READING PASSAGE —
######
The day for the attack had been fixed for the August 18, but the Spaniards learned of the revolt after capturing two Tesuque Pueblo youths entrusted with carrying the message to the pueblos. Popé then ordered the execution of the plot on the feast day of Saint Lawrence (San Lorenzo), August 10, before the uprising could be put down.

The attack was commenced by the Taos, Picuris, and Tewa Indians in their respective pueblos. Eighteen Franciscan priests, three lay brothers, and three hundred and eighty Spaniards, counting men, women and children, were killed. Spanish settlers fled to Santa Fe, the only Spanish city, and Isleta Pueblo, one of the few pueblos that didn't participate in the rebellion. Believing themselves the only survivors, the refugees at Isleta left for El Paso on September 15. Meanwhile Popé's insurgents besieged Santa Fe, surrounding the city and cutting off its water supply. New Mexico Governor Antonio de Otermín, barricaded in the Governor’s Palace, called for a general retreat, and on September 21 the Spanish settlers streamed out of the capital city headed for the El Paso del Norte.

The Piro Pueblo, along with the Isleta, accompanied the Spanish to El Paso, presumably because they would be seen as Spanish sympathizers. The people of Isleta founded the settlement of Ysleta, Texas, and live there to this day.

Popé's kingdom

The retreat of the Spaniards left New Mexico in the power of the Indians. Popé ordered the Indians, under penalty of death, to burn or destroy crosses and other religious imagery, a well as any other vestige of the Roman Catholic religion and Spanish culture, including Spanish livestock and fruit trees. He also forbade the planting of wheat and barley. Popé went so far as to command those Indians who had been married according to the rites of the Catholic church to dismiss their wives and to take others after the old native tradition. Popé set himself up in the Governor’s Palace as ruler of the Pueblos and collected tribute from the each Pueblo until his death in 1688.

Following their success, the different Pueblo tribes, separated by hundreds of miles and six different languages, quarreled as to who would occupy Santa Fe and rule over the country. These power struggles, combined with raids from nomadic tribes and a seven year drought, weakened the Pueblo resolve and set the stage for a Spanish reconquest.

"Bloodless" reconquest

In July of 1692, Diego de Vargas returned to Santa Fe. De Vargas surrounded the city before dawn and called on the Indians to surrender, promising clemency if they would swear allegiance to the King of Spain and return to the Christian faith. The Indian leaders gathered in Santa Fe, met with De Vargas, and agreed to peace. On September 14, 1692, de Vargas proclaimed a formal act of repossession.
######
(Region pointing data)
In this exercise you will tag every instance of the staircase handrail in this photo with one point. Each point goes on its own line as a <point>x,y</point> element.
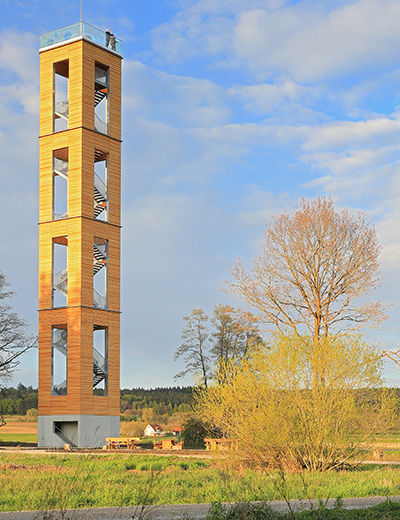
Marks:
<point>99,360</point>
<point>100,76</point>
<point>99,125</point>
<point>59,389</point>
<point>62,107</point>
<point>99,301</point>
<point>61,167</point>
<point>100,186</point>
<point>60,281</point>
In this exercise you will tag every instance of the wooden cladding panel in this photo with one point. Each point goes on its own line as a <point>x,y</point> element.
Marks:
<point>81,234</point>
<point>81,145</point>
<point>79,398</point>
<point>82,56</point>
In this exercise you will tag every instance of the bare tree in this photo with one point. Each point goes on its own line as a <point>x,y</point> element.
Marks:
<point>235,334</point>
<point>194,348</point>
<point>14,339</point>
<point>312,276</point>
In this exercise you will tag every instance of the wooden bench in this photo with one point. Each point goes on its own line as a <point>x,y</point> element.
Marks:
<point>115,443</point>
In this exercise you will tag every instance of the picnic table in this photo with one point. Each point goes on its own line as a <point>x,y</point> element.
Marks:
<point>168,444</point>
<point>115,443</point>
<point>221,444</point>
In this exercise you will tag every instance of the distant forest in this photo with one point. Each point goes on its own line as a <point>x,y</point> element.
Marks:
<point>17,401</point>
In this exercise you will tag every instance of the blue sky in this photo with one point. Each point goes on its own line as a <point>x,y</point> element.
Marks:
<point>232,111</point>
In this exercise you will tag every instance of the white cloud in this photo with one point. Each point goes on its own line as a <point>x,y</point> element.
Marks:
<point>307,41</point>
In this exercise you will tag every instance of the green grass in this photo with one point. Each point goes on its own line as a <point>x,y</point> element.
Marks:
<point>69,480</point>
<point>18,437</point>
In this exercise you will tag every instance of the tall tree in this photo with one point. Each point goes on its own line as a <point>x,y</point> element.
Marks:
<point>194,348</point>
<point>14,339</point>
<point>312,276</point>
<point>235,334</point>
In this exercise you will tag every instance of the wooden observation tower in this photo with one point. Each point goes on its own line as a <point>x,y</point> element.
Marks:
<point>79,236</point>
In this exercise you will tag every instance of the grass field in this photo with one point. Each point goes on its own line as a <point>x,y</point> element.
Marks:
<point>47,481</point>
<point>18,430</point>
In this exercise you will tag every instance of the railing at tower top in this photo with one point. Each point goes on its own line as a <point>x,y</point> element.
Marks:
<point>81,29</point>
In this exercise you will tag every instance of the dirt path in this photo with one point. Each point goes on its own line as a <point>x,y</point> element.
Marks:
<point>179,511</point>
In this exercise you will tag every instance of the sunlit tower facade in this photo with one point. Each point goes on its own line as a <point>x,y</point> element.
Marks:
<point>79,236</point>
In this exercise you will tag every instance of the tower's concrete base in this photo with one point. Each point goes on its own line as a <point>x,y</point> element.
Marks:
<point>82,431</point>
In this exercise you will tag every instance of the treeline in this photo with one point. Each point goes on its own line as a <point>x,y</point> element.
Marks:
<point>160,400</point>
<point>17,401</point>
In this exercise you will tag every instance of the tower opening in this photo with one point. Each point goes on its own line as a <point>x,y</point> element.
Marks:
<point>100,202</point>
<point>59,356</point>
<point>100,360</point>
<point>61,95</point>
<point>101,92</point>
<point>60,183</point>
<point>60,271</point>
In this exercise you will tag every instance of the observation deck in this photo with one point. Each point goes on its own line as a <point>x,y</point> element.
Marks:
<point>80,31</point>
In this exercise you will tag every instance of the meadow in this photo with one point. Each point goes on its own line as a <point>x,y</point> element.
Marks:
<point>54,481</point>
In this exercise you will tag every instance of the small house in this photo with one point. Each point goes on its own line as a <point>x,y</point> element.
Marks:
<point>152,430</point>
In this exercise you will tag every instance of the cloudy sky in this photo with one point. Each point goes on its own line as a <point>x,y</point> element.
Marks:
<point>232,111</point>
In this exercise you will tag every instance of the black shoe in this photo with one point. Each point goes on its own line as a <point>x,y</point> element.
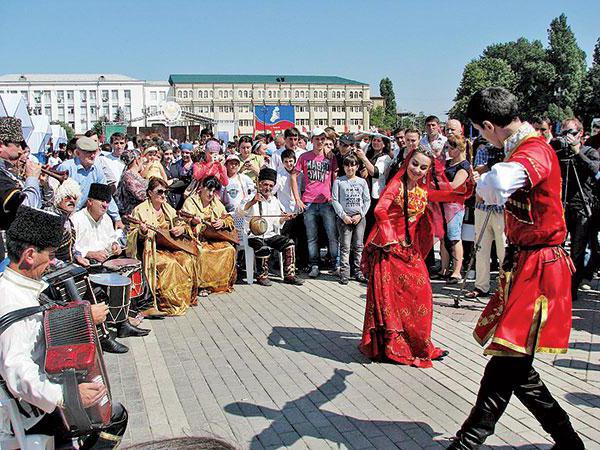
######
TASKS TO COMPLETE —
1/ According to the Pueblo Revolt passage, on what date did the Spanish settlers leave Santa Fe for El Paso del Norte?
2/ Decide whether each statement agrees with the Pueblo Revolt passage. Answer yes or no for each and quote the words from the passage that settle it.
(a) The refugees at Isleta set out for El Paso on September 15.
(b) Popé permitted the Indians to plant wheat and barley.
(c) Diego de Vargas came back to Santa Fe in July of 1692.

EXERCISE SOLUTIONS —
1/ September 21

2/
(a) Yes: "the refugees at Isleta left for El Paso on September 15"
(b) No: "He also forbade the planting of wheat and barley."
(c) Yes: "In July of 1692, Diego de Vargas returned to Santa Fe."